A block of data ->

★ ★ ★ ★

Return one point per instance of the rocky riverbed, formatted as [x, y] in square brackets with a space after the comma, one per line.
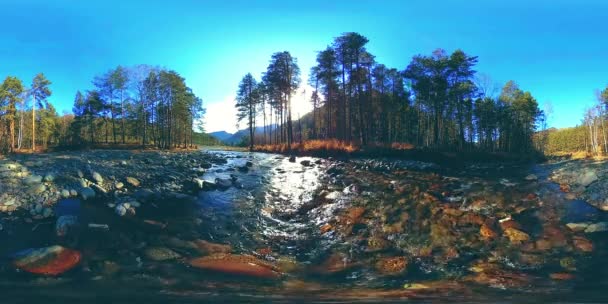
[188, 225]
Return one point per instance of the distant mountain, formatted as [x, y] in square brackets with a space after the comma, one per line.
[236, 138]
[221, 135]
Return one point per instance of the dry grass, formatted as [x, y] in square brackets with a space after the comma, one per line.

★ ★ ★ ★

Written request ->
Rewrite every line of the records above as a Markdown table with two columns, Row and Line. Skip blank lines and leave out the pictures.

The result ->
| Row | Line |
|---|---|
| 1 | Return one point per instance of the rocky riverbed, formatted as [x, y] in square brackets with a space after the comma, one per line. |
| 2 | [188, 225] |
| 3 | Return one point per instance of the distant mountain, formatted as [x, y] in square brackets with a space after the comma, one per line. |
| 4 | [236, 138] |
| 5 | [221, 135] |
| 6 | Return one point per instance of the dry grass, formatted as [x, y] in square brackets with a space after the comma, one per line. |